** Start PASSAGE GIVEN **
Because vibrational spectroscopy is a much more sensitive method of observing minor amounts of impurity phases and lattice distortions than conventional X-ray powder diffraction techniques, a series of Raman measurements were also conducted on pristine and annealed CoMn2O4 samples. Typical unpolarized Raman spectra for the prepared CoMn2O4 at room temperature are shown in Fig. 4.
According to the group theory, defect-free tetragonal CoMn2O4 with a space group of I41/amd (D4h19) should have ten first-order Raman-modes (namely T(B1g + Eg), L(Eg), υ1(A1g), υ2(A1g + B2g), υ3(B1g + Eg), υ4(B1g + Eg)).40,41 It has to be mentioned that, to the best of our knowledge, no earlier reports on CoMn2O4 have addressed the symmetry assignment of optical phonon modes. This is undoubtedly a challenging task, since optical modes can only be distinguished by polarized Raman spectroscopy on single crystals. Overall, we can see 9 Raman bands in the frequency range of 150–750 cm−1 (see Table S1†). In contrast, non-defective ferrite spinels AFe2O4 (A = divalent metal) with the space group Fd3 (Oh7) have only 5 Raman-active modes, represented by T(F2g), υ1(A1g), υ2(Eg), υ3(F2g), and υ4(F2g).42 In general, tetragonal CoMn2O4 shows a slight distortion of MnO6 octahedra due to the Jahn−Teller effect, which results in elongation of apical Mn–O bond lengths and contraction of in-plane Mn–O bond lengths as indicated in Fig. 5.
** End PASSAGE GIVEN **
** Start ENTRIES SHOWN **
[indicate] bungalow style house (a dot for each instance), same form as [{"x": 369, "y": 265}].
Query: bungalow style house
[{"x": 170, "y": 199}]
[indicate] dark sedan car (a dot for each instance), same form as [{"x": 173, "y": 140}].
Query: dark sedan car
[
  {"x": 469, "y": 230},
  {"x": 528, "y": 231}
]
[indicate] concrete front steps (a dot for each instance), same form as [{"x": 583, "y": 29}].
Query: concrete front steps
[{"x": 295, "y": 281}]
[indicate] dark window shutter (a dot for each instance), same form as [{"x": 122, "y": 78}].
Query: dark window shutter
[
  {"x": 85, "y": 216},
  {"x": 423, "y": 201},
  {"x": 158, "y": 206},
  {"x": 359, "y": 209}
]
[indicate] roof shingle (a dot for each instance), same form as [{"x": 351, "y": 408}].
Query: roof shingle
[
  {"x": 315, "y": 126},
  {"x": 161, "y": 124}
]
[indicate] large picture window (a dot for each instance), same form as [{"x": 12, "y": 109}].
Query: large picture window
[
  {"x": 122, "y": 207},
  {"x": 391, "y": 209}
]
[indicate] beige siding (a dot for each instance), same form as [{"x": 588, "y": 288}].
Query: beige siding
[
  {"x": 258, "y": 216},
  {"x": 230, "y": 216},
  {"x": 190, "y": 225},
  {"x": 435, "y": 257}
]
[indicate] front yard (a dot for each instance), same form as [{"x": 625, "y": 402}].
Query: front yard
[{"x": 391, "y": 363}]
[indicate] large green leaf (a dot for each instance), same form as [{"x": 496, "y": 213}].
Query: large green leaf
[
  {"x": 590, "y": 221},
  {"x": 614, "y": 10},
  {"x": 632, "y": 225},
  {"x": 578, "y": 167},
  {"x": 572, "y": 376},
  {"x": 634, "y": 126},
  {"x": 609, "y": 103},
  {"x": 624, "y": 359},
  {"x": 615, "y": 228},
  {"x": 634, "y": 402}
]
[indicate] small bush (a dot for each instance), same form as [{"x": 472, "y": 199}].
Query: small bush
** End ENTRIES SHOWN **
#### YOUR INSTRUCTIONS
Copy the passage on Raman spectra of CoMn2O4 in full, word for word. These records have no connection to the passage on Raman spectra of CoMn2O4.

#### EXERCISE RESULT
Because vibrational spectroscopy is a much more sensitive method of observing minor amounts of impurity phases and lattice distortions than conventional X-ray powder diffraction techniques, a series of Raman measurements were also conducted on pristine and annealed CoMn2O4 samples. Typical unpolarized Raman spectra for the prepared CoMn2O4 at room temperature are shown in Fig. 4.
According to the group theory, defect-free tetragonal CoMn2O4 with a space group of I41/amd (D4h19) should have ten first-order Raman-modes (namely T(B1g + Eg), L(Eg), υ1(A1g), υ2(A1g + B2g), υ3(B1g + Eg), υ4(B1g + Eg)).40,41 It has to be mentioned that, to the best of our knowledge, no earlier reports on CoMn2O4 have addressed the symmetry assignment of optical phonon modes. This is undoubtedly a challenging task, since optical modes can only be distinguished by polarized Raman spectroscopy on single crystals. Overall, we can see 9 Raman bands in the frequency range of 150–750 cm−1 (see Table S1†). In contrast, non-defective ferrite spinels AFe2O4 (A = divalent metal) with the space group Fd3 (Oh7) have only 5 Raman-active modes, represented by T(F2g), υ1(A1g), υ2(Eg), υ3(F2g), and υ4(F2g).42 In general, tetragonal CoMn2O4 shows a slight distortion of MnO6 octahedra due to the Jahn−Teller effect, which results in elongation of apical Mn–O bond lengths and contraction of in-plane Mn–O bond lengths as indicated in Fig. 5.